_AVAILABLE RECORDS_:
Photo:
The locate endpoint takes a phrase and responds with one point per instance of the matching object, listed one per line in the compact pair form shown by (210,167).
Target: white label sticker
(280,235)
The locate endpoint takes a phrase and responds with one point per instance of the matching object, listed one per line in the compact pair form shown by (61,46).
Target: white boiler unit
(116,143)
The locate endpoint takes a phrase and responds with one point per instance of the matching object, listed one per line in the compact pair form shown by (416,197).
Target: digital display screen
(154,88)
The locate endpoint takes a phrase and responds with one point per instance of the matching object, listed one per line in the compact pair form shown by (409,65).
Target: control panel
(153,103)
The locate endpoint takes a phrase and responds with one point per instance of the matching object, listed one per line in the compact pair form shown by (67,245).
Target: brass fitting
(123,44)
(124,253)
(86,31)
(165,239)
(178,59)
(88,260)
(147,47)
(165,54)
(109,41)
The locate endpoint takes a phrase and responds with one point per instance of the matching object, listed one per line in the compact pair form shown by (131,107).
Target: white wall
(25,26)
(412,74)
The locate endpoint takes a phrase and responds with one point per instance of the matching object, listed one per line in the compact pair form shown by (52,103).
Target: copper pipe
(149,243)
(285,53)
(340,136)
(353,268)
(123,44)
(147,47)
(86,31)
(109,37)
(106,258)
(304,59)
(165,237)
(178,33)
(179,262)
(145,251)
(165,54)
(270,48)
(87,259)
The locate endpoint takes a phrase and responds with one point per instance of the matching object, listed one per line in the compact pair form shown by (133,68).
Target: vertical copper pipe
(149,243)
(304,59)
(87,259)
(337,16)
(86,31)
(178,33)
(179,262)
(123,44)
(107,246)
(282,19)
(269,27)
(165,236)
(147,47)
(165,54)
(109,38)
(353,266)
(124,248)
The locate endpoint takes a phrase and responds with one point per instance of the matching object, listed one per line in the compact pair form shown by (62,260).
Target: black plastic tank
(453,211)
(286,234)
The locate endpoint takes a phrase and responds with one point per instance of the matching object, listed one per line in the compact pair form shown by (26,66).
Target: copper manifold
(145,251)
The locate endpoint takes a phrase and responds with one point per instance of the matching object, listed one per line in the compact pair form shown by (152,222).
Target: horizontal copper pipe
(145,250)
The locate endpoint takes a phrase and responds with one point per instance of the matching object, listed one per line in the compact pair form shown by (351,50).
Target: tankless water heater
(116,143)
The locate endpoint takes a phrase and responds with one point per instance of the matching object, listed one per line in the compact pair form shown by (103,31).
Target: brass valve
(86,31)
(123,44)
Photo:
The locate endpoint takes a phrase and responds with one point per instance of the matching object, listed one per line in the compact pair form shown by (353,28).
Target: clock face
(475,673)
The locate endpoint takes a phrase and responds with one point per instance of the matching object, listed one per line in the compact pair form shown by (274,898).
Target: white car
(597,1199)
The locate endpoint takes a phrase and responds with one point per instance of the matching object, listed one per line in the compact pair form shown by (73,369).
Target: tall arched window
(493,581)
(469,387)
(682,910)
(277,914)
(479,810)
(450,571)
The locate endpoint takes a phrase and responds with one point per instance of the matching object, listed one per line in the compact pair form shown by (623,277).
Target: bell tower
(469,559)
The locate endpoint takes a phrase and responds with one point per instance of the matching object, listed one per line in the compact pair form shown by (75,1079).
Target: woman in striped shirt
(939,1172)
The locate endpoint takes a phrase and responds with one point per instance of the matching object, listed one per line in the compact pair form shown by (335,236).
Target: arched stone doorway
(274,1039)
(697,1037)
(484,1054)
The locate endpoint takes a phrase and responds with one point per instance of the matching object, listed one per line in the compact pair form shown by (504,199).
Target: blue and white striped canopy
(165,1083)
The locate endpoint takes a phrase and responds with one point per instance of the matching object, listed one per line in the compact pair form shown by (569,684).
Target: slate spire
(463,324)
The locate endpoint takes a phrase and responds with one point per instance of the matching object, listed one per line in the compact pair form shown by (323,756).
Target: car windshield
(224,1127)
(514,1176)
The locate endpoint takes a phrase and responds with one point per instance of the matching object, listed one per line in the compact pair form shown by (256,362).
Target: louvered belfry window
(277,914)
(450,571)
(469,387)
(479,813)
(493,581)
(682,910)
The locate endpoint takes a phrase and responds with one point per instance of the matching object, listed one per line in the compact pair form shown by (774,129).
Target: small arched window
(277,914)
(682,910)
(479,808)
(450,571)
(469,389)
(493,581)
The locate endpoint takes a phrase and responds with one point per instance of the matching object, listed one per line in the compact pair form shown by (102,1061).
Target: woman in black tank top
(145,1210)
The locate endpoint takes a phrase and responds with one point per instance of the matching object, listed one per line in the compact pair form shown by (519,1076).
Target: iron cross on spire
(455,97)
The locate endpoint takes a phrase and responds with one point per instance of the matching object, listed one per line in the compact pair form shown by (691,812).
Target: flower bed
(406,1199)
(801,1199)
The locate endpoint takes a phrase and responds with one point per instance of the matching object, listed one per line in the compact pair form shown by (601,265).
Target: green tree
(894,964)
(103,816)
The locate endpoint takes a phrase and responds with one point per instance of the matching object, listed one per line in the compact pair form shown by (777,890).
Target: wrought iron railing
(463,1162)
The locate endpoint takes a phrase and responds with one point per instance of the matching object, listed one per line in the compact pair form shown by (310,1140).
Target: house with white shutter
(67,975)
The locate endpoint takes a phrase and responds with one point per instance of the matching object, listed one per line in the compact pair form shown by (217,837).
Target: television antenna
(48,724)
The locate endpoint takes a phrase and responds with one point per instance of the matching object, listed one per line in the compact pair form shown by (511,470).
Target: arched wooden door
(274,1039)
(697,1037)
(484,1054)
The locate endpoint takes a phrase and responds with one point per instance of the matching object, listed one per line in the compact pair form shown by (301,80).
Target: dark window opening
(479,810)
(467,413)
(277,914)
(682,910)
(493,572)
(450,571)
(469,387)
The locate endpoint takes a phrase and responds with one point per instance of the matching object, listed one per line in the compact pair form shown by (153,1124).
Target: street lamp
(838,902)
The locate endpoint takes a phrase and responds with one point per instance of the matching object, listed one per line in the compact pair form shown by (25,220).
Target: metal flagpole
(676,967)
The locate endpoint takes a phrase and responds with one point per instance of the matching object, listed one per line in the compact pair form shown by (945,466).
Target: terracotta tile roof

_ACTIVITY_: Please restate only the opening stretch of the records above: every line from the first through the one containing "shown by (133,68).", exactly as written.

_RESULT OF THE TASK_:
Photo:
The locate endpoint takes a phrase and responds with one point per instance of the matching object, listed one per line in the compact pair form shown by (210,167).
Target: white label sticker
(280,235)
The locate endpoint takes a phrase and responds with one point per instance of the matching object, listed one per line in the compact pair form shown by (61,46).
Target: white boiler unit
(116,143)
The locate endpoint takes a phrase and responds with one point per instance of the matching object, listed one per line in the compact pair form shown by (416,197).
Target: digital display screen
(154,88)
The locate endpoint takes a phrase and responds with one point per instance of the matching object, listed one per line in the compact pair form shown by (409,65).
Target: control panel
(153,103)
The locate endpoint takes a phrase and responds with one point per instance of the matching object, listed one per line in the compact pair form shown by (67,245).
Target: brass fitting
(123,44)
(124,253)
(86,31)
(165,239)
(178,59)
(88,260)
(147,47)
(165,54)
(109,41)
The locate endpoint takes a phrase and responds with one point per instance of the matching object, listed one per line in the compact pair form shown by (131,107).
Target: white wall
(25,26)
(412,74)
The locate endpoint takes a phrase and responds with one point per instance of the matching object, listed one per line in the compact pair form shown by (52,103).
Target: copper pipe
(149,243)
(285,53)
(340,136)
(353,268)
(123,44)
(147,47)
(86,31)
(109,37)
(106,258)
(304,59)
(165,237)
(178,33)
(179,262)
(145,251)
(165,54)
(270,48)
(87,259)
The locate endpoint takes a phrase and responds with one point per instance of the matching object, listed one per line in the compact pair form shown by (133,68).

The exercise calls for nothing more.